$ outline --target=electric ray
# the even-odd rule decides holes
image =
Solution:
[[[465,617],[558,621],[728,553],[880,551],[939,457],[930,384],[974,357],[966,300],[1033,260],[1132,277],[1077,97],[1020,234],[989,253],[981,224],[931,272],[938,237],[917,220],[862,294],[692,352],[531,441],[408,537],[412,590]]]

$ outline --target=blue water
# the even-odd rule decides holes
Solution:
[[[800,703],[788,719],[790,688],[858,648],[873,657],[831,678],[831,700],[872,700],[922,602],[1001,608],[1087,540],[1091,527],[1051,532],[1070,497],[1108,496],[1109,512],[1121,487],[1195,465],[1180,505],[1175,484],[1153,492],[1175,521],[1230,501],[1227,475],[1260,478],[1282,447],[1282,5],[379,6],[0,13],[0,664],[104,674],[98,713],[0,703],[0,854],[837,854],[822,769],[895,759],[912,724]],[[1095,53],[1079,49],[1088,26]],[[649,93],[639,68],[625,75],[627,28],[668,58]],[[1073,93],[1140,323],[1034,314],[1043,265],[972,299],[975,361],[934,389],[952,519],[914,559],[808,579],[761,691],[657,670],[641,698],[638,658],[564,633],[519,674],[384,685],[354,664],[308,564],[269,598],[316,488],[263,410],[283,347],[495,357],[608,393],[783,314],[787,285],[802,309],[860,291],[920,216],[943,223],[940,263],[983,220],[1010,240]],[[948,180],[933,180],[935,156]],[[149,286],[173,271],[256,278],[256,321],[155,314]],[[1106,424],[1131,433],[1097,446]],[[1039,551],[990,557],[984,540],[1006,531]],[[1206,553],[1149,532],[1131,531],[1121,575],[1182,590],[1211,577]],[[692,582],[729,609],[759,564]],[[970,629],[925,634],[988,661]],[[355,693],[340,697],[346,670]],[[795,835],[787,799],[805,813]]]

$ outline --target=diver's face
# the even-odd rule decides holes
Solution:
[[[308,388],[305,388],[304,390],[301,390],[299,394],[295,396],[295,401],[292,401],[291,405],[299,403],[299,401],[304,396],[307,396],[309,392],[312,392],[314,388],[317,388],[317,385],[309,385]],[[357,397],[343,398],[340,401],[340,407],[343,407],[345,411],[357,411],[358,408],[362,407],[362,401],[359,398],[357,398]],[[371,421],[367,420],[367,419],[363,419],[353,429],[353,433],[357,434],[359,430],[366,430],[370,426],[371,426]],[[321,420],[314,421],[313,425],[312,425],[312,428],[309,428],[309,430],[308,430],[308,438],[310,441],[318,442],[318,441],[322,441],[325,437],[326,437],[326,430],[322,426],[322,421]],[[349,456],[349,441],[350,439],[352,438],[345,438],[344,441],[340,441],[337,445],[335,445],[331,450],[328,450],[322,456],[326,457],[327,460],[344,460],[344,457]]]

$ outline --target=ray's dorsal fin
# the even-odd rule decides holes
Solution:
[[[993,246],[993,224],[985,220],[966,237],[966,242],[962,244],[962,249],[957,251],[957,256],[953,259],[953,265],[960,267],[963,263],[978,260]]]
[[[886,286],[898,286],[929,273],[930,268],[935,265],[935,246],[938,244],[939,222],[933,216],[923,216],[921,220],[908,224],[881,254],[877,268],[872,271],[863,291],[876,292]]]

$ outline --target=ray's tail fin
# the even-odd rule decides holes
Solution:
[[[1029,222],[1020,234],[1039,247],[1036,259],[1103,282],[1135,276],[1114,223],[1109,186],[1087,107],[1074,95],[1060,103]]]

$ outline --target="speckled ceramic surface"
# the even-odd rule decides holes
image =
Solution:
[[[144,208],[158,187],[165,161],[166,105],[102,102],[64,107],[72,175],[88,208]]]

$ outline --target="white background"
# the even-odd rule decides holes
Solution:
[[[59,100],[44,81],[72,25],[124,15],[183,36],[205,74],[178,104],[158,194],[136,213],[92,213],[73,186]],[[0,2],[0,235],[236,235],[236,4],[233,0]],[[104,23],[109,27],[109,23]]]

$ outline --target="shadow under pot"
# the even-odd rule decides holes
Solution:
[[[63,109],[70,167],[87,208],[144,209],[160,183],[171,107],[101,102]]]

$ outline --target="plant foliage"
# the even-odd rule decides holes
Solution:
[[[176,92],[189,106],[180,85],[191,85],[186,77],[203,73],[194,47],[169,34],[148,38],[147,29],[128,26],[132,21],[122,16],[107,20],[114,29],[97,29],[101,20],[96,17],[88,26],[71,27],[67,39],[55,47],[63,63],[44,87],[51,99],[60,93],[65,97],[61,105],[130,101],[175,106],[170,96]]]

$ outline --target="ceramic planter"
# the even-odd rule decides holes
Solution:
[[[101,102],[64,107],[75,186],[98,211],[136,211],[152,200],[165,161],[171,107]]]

::::

• STATED GOAL
Reproduce the data above line for line, without changing anything.

• RESPONSE TO THE TASK
$ outline --target=electric ray
# the even-odd rule decides holes
image =
Solution:
[[[465,617],[558,621],[728,553],[880,551],[939,457],[930,384],[974,357],[966,300],[1033,260],[1132,277],[1077,97],[1020,234],[989,253],[981,224],[931,272],[938,237],[917,220],[862,294],[692,352],[531,441],[408,537],[412,590]]]

$ outline --target=blue water
# the even-odd rule decides holes
Solution:
[[[800,703],[788,719],[790,688],[858,648],[873,657],[831,678],[831,700],[872,700],[922,602],[1001,608],[1087,540],[1091,527],[1051,532],[1070,497],[1108,496],[1109,512],[1121,487],[1195,465],[1180,505],[1175,484],[1153,492],[1175,521],[1230,501],[1227,475],[1260,478],[1282,447],[1282,5],[379,6],[0,13],[0,664],[104,674],[98,713],[0,703],[0,854],[837,854],[822,769],[895,759],[912,724]],[[1095,53],[1079,49],[1088,26]],[[649,93],[639,68],[625,75],[627,28],[668,58]],[[1073,93],[1140,323],[1034,314],[1043,265],[972,299],[975,361],[934,389],[952,519],[914,559],[808,579],[761,691],[657,670],[641,698],[638,658],[564,633],[519,674],[384,685],[354,664],[308,564],[269,598],[316,488],[263,410],[283,347],[495,357],[608,393],[783,314],[787,285],[802,309],[860,291],[920,216],[943,223],[940,263],[983,220],[1010,240]],[[948,180],[933,180],[935,156]],[[149,286],[173,271],[256,278],[256,321],[155,314]],[[1106,424],[1131,433],[1097,446]],[[1039,551],[990,557],[984,540],[1006,531]],[[1206,553],[1149,532],[1131,531],[1121,575],[1182,590],[1211,577]],[[692,582],[729,609],[759,564]],[[970,629],[925,634],[988,661]],[[355,693],[340,697],[346,670]],[[795,835],[787,799],[805,813]]]

$ outline --target=diver's face
# the even-odd rule decides holes
Solution:
[[[308,388],[305,388],[304,390],[301,390],[299,394],[295,396],[295,401],[292,401],[291,405],[299,403],[299,401],[304,396],[307,396],[309,392],[312,392],[314,388],[317,388],[317,385],[309,385]],[[357,397],[343,398],[340,401],[340,407],[343,407],[345,411],[357,411],[358,408],[362,407],[362,401],[359,398],[357,398]],[[371,421],[367,420],[367,419],[363,419],[353,429],[353,433],[357,434],[359,430],[366,430],[370,426],[371,426]],[[321,420],[314,421],[313,425],[312,425],[312,428],[309,428],[309,430],[308,430],[308,438],[310,441],[318,442],[318,441],[322,441],[325,437],[326,437],[326,430],[322,426],[322,421]],[[349,456],[349,441],[350,439],[352,438],[345,438],[344,441],[340,441],[337,445],[335,445],[331,450],[328,450],[322,456],[326,457],[327,460],[344,460],[344,457]]]

$ outline --target=ray's dorsal fin
# the even-odd rule decides holes
Solution:
[[[993,246],[993,224],[985,220],[966,237],[966,242],[962,244],[962,249],[957,251],[957,256],[953,259],[953,265],[960,267],[963,263],[978,260]]]
[[[886,286],[898,286],[929,273],[930,268],[935,265],[935,246],[938,244],[939,222],[933,216],[923,216],[921,220],[908,224],[881,254],[877,268],[872,271],[863,291],[876,292]]]

$ outline --target=ray's tail fin
# the even-odd rule decides holes
Solution:
[[[1029,222],[1020,234],[1039,247],[1036,259],[1103,282],[1135,276],[1114,223],[1109,186],[1087,107],[1074,95],[1060,103]]]

$ outline --target="speckled ceramic surface"
# the even-odd rule decides holes
image =
Solution:
[[[144,208],[158,187],[165,161],[166,105],[102,102],[64,107],[72,175],[88,208]]]

$ outline --target="white background"
# the even-odd rule decides holes
Solution:
[[[59,100],[44,81],[72,25],[124,15],[183,36],[205,74],[178,104],[158,194],[136,213],[92,213],[73,186]],[[0,2],[0,235],[236,235],[236,4],[233,0]],[[104,23],[109,27],[109,23]]]

$ outline --target="shadow under pot"
# the even-odd rule decides holes
Solution:
[[[63,109],[70,167],[87,208],[144,209],[160,183],[171,107],[101,102]]]

$ outline --target="plant foliage"
# the even-odd rule decides holes
Solution:
[[[176,92],[189,106],[180,85],[191,85],[186,77],[203,73],[194,47],[169,34],[148,38],[147,29],[128,26],[132,21],[122,16],[107,20],[114,29],[97,29],[101,20],[96,17],[88,26],[71,27],[67,39],[55,47],[63,63],[44,87],[51,99],[60,93],[65,97],[61,105],[130,101],[175,106],[170,96]]]

$ outline --target="ceramic planter"
# the even-odd rule decides holes
Solution:
[[[101,102],[64,107],[75,186],[98,211],[136,211],[152,200],[165,161],[171,107]]]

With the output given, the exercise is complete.